*PAGE EXTRACT:*
□ □ □ □

Well, if Aristotle said it, could it possibly be wrong? Yes; yes it could. One might think I'm just being argumentative when I take counter positions on things like this but I don't see it that way. I see it as either problems with the language or problems with the concept whenever I disagree with something that seems to be popular with many of my leadership cohorts. In this case it's a little bit of both.

What's my issue this time? It's with the term and concept of "followers".

When I've been in a leadership position, I never thought of anyone who reported to me as a follower. I saw them as coworkers who just happened to report to me because I was entrusted with the responsibility of getting things done by leading the team.

In my mind, just because someone is the leader doesn't mean everyone else is a follower. I look at my sports references for background. Just because someone is a team captain doesn't mean everyone else is a follower. Because someone's been hired as the head coach or manager doesn't mean everyone else is a follower. How can one be a follower when they're making $15 million a year and the coach is making $3 million? Nope, that doesn't add up.

Yet, the coaches are in charge. Do you think they see themselves as ever being followers of any of the players? Would that even make sense in sports?

□ □ □ □

*RECORDS TO PROCESS:*

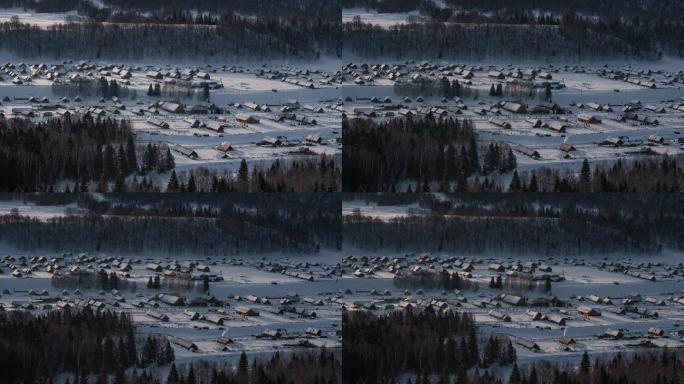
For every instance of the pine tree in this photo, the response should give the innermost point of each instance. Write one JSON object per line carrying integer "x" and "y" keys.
{"x": 243, "y": 172}
{"x": 243, "y": 364}
{"x": 585, "y": 176}
{"x": 173, "y": 186}
{"x": 515, "y": 185}
{"x": 515, "y": 377}
{"x": 172, "y": 378}
{"x": 585, "y": 364}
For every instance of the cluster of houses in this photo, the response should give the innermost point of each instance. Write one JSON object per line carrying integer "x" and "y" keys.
{"x": 427, "y": 71}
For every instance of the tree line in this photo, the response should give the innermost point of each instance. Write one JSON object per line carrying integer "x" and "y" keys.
{"x": 303, "y": 217}
{"x": 652, "y": 174}
{"x": 435, "y": 153}
{"x": 87, "y": 150}
{"x": 450, "y": 41}
{"x": 484, "y": 234}
{"x": 320, "y": 174}
{"x": 35, "y": 349}
{"x": 177, "y": 235}
{"x": 234, "y": 38}
{"x": 322, "y": 367}
{"x": 379, "y": 348}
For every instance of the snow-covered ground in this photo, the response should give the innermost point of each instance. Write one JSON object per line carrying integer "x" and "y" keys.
{"x": 40, "y": 19}
{"x": 578, "y": 87}
{"x": 314, "y": 92}
{"x": 238, "y": 279}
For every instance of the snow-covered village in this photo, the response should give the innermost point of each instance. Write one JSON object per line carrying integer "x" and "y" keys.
{"x": 341, "y": 191}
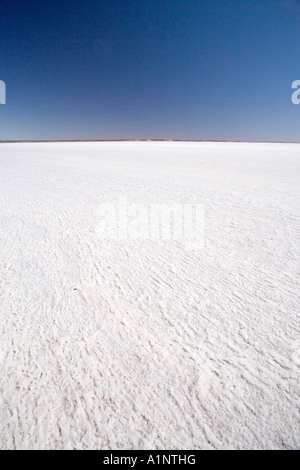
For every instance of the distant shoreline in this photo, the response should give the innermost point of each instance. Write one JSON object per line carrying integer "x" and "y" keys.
{"x": 146, "y": 140}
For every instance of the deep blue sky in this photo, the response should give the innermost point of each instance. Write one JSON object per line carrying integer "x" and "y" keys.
{"x": 174, "y": 69}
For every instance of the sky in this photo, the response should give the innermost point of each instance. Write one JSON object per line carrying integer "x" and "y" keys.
{"x": 158, "y": 69}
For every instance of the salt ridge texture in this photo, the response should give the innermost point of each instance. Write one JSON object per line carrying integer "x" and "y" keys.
{"x": 142, "y": 344}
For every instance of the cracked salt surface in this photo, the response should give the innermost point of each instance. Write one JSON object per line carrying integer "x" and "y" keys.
{"x": 146, "y": 345}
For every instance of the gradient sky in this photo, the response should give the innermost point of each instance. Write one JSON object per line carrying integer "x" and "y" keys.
{"x": 166, "y": 69}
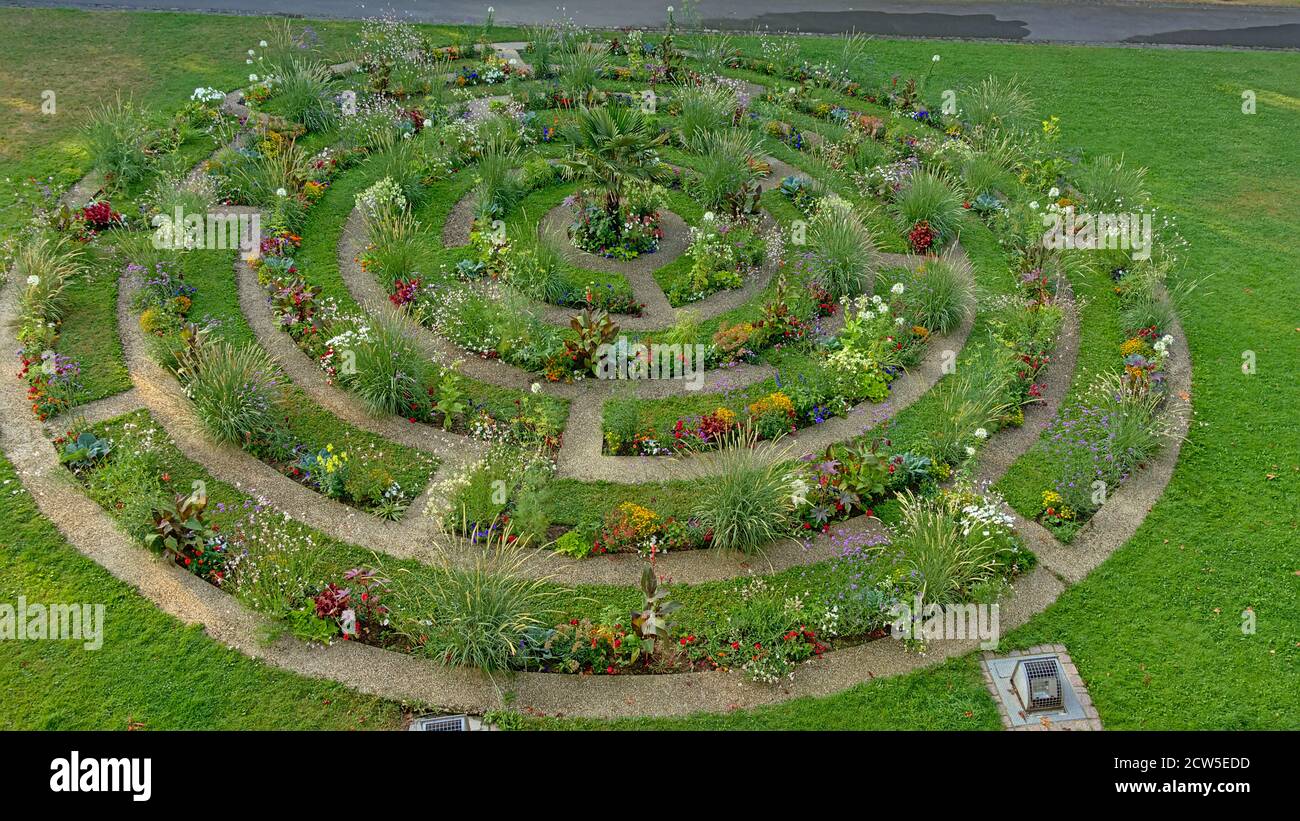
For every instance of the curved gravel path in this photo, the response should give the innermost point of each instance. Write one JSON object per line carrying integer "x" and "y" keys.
{"x": 397, "y": 676}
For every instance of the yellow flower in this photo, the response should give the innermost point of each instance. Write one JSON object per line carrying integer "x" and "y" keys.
{"x": 772, "y": 402}
{"x": 641, "y": 520}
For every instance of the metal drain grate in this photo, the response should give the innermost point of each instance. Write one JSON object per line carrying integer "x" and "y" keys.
{"x": 441, "y": 724}
{"x": 1038, "y": 683}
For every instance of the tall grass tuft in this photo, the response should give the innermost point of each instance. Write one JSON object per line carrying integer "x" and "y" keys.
{"x": 235, "y": 390}
{"x": 927, "y": 196}
{"x": 303, "y": 94}
{"x": 948, "y": 560}
{"x": 501, "y": 185}
{"x": 46, "y": 264}
{"x": 940, "y": 292}
{"x": 398, "y": 247}
{"x": 728, "y": 172}
{"x": 997, "y": 105}
{"x": 979, "y": 395}
{"x": 391, "y": 376}
{"x": 475, "y": 613}
{"x": 117, "y": 137}
{"x": 703, "y": 111}
{"x": 1113, "y": 186}
{"x": 749, "y": 498}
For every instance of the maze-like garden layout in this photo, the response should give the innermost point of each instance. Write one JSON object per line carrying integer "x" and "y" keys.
{"x": 411, "y": 429}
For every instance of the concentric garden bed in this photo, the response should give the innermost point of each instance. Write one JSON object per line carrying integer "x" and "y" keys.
{"x": 386, "y": 431}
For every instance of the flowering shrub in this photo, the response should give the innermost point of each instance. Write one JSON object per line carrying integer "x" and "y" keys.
{"x": 632, "y": 528}
{"x": 723, "y": 253}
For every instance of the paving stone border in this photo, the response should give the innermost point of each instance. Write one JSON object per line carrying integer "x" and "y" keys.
{"x": 1091, "y": 720}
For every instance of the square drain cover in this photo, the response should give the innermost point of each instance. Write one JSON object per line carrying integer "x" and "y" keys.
{"x": 1032, "y": 687}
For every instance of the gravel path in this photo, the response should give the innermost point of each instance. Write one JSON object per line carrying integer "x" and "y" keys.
{"x": 410, "y": 678}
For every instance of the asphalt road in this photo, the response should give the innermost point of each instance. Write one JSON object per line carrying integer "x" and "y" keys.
{"x": 1062, "y": 21}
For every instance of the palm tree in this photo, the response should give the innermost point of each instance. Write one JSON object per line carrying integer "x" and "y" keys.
{"x": 612, "y": 146}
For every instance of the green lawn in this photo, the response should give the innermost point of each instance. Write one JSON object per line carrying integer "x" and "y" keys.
{"x": 1155, "y": 631}
{"x": 152, "y": 672}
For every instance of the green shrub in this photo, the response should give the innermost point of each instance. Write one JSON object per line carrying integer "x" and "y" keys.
{"x": 927, "y": 196}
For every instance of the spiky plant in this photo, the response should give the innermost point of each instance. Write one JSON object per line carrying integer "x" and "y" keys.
{"x": 612, "y": 146}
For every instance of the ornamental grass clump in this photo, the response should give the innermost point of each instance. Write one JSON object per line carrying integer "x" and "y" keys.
{"x": 235, "y": 390}
{"x": 1097, "y": 443}
{"x": 974, "y": 402}
{"x": 940, "y": 294}
{"x": 954, "y": 543}
{"x": 1113, "y": 186}
{"x": 844, "y": 257}
{"x": 475, "y": 613}
{"x": 997, "y": 105}
{"x": 118, "y": 138}
{"x": 702, "y": 112}
{"x": 927, "y": 198}
{"x": 303, "y": 94}
{"x": 499, "y": 185}
{"x": 390, "y": 374}
{"x": 728, "y": 172}
{"x": 749, "y": 498}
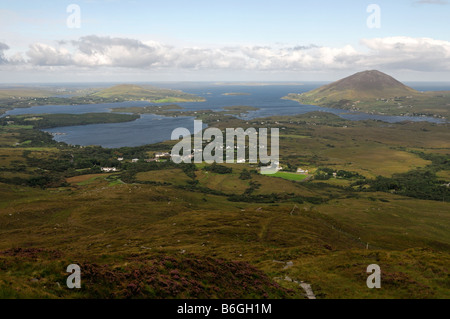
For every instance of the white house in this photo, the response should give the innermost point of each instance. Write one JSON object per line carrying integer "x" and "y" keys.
{"x": 162, "y": 154}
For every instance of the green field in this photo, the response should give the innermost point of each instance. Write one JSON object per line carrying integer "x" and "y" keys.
{"x": 161, "y": 230}
{"x": 289, "y": 176}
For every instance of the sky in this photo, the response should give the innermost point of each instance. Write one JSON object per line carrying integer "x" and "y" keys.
{"x": 200, "y": 40}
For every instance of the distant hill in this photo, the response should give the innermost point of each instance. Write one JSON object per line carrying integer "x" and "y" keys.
{"x": 362, "y": 85}
{"x": 376, "y": 92}
{"x": 146, "y": 93}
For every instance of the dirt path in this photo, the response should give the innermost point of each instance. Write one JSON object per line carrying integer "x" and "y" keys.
{"x": 305, "y": 286}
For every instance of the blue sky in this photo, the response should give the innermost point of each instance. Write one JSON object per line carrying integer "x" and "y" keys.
{"x": 35, "y": 40}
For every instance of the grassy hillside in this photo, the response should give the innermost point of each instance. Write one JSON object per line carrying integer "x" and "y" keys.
{"x": 151, "y": 94}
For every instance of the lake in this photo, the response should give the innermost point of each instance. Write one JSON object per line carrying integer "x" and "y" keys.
{"x": 153, "y": 128}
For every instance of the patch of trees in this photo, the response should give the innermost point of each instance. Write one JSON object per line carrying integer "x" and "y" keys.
{"x": 422, "y": 184}
{"x": 325, "y": 173}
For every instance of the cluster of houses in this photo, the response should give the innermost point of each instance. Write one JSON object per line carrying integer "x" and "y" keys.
{"x": 158, "y": 157}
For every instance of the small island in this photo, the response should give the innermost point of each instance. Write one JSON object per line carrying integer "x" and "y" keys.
{"x": 236, "y": 94}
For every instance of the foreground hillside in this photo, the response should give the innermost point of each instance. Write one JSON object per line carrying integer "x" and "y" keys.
{"x": 159, "y": 230}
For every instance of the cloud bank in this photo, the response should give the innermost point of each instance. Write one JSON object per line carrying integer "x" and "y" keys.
{"x": 395, "y": 53}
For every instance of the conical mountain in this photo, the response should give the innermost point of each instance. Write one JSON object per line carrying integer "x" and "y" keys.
{"x": 362, "y": 85}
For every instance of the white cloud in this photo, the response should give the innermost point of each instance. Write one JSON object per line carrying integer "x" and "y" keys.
{"x": 393, "y": 53}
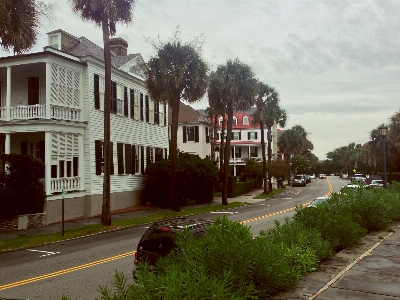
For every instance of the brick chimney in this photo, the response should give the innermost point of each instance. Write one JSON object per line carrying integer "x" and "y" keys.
{"x": 119, "y": 46}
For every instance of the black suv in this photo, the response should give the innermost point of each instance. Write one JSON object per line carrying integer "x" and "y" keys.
{"x": 160, "y": 238}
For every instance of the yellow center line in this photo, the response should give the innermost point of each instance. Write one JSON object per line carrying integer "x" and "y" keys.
{"x": 102, "y": 261}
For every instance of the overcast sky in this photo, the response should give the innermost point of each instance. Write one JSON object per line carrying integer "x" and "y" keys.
{"x": 335, "y": 64}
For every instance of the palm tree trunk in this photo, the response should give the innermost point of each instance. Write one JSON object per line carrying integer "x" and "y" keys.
{"x": 227, "y": 153}
{"x": 263, "y": 152}
{"x": 106, "y": 208}
{"x": 174, "y": 201}
{"x": 269, "y": 155}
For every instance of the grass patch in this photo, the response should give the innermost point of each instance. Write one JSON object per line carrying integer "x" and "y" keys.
{"x": 269, "y": 195}
{"x": 30, "y": 241}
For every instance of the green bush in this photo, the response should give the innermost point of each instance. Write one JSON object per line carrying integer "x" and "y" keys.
{"x": 196, "y": 178}
{"x": 20, "y": 189}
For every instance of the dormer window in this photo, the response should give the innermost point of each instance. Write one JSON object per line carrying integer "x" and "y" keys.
{"x": 55, "y": 41}
{"x": 234, "y": 121}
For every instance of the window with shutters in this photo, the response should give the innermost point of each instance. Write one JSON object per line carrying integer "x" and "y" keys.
{"x": 252, "y": 135}
{"x": 190, "y": 134}
{"x": 141, "y": 107}
{"x": 236, "y": 135}
{"x": 156, "y": 113}
{"x": 126, "y": 111}
{"x": 132, "y": 102}
{"x": 147, "y": 108}
{"x": 234, "y": 121}
{"x": 96, "y": 84}
{"x": 114, "y": 97}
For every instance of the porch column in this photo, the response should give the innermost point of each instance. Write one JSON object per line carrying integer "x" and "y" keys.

□ □ □ □

*WHAT TO DO:*
(1) In the piece on leadership and followers, what yearly pay does the sports example give the player and the coach?
(2) Pull out every line of the listing that contains the string "snow".

*EXPECTED ANSWERS:*
(1) The player makes $15 million a year, and the coach makes $3 million.

(2)
For every instance of the snow-covered ground in this photo, the response should give the innermost point of each instance. Write one JSON object per line carrying integer "x" and "y" keys.
For every instance of the snow-covered village in this photo, the response should give the innermost point of each instance. Write one JSON object per line carrying integer "x" and "y" keys.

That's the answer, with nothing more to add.